### Material supplied

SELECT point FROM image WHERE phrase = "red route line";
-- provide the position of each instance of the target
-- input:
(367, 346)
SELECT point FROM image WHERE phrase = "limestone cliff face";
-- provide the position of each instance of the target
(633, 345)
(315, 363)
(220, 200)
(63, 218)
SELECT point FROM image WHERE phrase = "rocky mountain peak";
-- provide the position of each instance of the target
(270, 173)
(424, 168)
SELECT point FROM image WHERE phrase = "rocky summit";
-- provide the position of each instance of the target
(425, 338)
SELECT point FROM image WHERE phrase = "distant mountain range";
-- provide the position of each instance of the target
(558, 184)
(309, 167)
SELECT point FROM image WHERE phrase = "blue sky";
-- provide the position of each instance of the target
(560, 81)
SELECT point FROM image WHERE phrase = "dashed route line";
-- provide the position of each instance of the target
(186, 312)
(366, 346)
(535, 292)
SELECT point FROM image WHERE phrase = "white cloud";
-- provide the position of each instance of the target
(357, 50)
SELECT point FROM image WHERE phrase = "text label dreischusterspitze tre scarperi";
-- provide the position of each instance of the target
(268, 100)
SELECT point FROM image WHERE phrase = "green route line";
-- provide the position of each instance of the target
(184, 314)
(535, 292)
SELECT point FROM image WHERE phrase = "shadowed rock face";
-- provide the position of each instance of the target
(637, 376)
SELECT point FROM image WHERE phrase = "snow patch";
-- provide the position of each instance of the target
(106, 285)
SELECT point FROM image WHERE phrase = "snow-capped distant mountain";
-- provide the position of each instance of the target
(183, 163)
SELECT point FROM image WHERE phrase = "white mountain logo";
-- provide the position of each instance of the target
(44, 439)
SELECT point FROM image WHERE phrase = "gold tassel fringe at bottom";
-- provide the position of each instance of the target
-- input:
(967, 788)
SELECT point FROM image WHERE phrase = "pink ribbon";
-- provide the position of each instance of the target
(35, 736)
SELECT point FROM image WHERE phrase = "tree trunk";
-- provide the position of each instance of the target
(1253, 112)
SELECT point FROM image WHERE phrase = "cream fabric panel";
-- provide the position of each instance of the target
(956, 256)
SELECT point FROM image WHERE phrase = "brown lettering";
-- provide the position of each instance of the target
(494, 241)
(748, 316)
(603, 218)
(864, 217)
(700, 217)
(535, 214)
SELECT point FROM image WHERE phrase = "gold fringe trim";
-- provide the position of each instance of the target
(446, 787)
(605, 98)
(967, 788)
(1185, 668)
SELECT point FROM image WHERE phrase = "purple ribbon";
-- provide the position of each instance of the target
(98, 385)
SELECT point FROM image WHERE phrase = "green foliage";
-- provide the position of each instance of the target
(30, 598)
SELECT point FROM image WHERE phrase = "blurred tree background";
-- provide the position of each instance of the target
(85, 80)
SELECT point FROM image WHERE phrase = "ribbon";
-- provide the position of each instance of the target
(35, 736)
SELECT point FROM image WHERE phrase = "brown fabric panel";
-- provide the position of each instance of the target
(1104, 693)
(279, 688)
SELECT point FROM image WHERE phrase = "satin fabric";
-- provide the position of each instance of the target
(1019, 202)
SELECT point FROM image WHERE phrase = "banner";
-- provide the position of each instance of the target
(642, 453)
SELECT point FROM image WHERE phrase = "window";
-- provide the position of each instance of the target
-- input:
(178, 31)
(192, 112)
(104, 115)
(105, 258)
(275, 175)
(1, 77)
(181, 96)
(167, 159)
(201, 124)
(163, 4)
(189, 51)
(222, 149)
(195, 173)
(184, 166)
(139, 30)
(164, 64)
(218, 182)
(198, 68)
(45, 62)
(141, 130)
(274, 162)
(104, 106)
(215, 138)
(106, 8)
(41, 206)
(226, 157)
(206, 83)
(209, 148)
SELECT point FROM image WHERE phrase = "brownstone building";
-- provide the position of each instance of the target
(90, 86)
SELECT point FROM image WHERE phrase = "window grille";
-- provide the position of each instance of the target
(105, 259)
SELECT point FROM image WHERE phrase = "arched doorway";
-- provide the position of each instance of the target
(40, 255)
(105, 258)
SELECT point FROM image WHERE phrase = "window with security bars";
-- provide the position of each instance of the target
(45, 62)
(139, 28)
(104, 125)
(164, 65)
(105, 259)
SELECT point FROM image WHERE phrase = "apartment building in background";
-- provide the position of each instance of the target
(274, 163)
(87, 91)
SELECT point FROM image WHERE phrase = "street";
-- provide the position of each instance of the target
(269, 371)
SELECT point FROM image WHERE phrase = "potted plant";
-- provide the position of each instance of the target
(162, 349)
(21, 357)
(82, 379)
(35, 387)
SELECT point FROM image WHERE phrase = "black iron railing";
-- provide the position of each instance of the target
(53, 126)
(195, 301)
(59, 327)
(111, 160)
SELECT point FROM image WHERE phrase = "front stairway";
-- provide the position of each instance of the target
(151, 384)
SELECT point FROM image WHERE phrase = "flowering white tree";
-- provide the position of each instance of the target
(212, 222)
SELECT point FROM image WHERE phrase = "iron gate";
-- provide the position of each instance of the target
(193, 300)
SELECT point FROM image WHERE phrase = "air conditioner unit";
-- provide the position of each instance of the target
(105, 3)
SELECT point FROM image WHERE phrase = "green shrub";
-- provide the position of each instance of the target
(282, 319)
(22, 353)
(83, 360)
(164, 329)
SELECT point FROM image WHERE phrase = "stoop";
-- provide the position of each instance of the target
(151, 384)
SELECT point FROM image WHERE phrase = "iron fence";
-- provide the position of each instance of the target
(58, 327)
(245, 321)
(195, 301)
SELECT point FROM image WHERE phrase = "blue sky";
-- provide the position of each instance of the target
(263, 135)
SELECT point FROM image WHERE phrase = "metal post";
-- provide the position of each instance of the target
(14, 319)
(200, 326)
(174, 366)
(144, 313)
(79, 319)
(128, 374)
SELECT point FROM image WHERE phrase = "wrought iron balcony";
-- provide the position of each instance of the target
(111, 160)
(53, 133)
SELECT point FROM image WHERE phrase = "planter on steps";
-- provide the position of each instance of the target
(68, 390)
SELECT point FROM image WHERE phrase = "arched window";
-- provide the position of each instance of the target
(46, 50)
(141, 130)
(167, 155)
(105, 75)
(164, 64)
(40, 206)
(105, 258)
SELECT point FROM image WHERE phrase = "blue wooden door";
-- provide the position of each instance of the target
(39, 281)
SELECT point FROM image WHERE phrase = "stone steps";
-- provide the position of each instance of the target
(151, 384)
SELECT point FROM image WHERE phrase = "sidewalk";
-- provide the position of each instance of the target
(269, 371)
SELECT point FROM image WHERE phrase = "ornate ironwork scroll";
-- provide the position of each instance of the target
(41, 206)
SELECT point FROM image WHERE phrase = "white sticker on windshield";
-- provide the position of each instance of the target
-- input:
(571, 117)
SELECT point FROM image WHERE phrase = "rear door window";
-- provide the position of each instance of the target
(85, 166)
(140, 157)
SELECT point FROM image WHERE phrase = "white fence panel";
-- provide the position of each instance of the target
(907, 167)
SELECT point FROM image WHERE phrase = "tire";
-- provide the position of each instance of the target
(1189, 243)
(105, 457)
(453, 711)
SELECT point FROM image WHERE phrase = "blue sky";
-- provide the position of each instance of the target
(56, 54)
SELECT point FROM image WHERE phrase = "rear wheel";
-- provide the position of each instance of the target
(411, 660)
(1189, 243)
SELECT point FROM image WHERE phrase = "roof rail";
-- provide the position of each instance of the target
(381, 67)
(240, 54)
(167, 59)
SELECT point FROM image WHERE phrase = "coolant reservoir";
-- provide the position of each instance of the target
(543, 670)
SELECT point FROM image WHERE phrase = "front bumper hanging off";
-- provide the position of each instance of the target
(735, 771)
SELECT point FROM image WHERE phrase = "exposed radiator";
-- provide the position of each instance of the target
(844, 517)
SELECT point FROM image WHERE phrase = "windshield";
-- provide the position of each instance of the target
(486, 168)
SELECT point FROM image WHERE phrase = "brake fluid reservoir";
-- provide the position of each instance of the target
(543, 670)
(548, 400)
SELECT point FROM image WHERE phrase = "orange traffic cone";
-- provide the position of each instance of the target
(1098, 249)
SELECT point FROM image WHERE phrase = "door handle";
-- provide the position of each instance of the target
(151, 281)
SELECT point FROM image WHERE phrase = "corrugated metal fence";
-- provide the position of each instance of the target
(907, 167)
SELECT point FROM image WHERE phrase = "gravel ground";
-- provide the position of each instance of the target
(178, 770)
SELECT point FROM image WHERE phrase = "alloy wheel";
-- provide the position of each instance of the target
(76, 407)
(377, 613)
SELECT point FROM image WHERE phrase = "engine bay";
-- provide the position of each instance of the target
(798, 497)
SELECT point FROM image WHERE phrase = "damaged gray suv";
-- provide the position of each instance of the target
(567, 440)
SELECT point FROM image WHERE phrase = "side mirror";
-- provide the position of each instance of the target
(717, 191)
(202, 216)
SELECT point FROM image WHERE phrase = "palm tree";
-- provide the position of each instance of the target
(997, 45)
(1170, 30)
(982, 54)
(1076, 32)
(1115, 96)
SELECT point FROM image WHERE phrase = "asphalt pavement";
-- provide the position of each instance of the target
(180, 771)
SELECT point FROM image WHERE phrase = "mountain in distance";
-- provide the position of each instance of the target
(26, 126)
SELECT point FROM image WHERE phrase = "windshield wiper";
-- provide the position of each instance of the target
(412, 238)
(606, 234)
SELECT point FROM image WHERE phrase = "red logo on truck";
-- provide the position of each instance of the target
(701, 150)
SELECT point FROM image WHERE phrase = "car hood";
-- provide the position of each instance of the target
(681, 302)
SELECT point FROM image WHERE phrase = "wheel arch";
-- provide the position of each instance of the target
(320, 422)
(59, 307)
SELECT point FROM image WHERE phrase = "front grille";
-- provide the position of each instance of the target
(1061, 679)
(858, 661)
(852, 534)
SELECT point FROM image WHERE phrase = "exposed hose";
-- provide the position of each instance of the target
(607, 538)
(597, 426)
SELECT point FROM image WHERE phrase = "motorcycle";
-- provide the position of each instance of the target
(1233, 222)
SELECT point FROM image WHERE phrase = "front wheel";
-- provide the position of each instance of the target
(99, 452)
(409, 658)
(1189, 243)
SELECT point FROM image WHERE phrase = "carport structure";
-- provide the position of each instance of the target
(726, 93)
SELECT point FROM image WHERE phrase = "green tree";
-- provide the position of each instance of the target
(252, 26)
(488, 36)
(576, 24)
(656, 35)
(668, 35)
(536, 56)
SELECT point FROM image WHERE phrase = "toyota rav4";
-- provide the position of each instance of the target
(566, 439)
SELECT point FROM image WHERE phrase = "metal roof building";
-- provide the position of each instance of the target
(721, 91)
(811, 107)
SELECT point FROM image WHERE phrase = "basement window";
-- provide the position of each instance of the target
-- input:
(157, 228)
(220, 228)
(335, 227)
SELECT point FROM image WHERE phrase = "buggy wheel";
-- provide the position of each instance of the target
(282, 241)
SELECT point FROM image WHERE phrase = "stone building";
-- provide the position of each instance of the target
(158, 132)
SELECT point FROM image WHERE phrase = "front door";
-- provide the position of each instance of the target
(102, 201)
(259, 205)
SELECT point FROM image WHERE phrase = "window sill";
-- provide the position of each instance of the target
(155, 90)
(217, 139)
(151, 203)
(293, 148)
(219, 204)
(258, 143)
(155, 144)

######

Please pick out every line in the entries above that contains the string "gold", with case counting.

SELECT point FROM image WHERE phrase = "gold tassel fringe at bottom";
SELECT point FROM image WHERE phrase = "gold fringe trim";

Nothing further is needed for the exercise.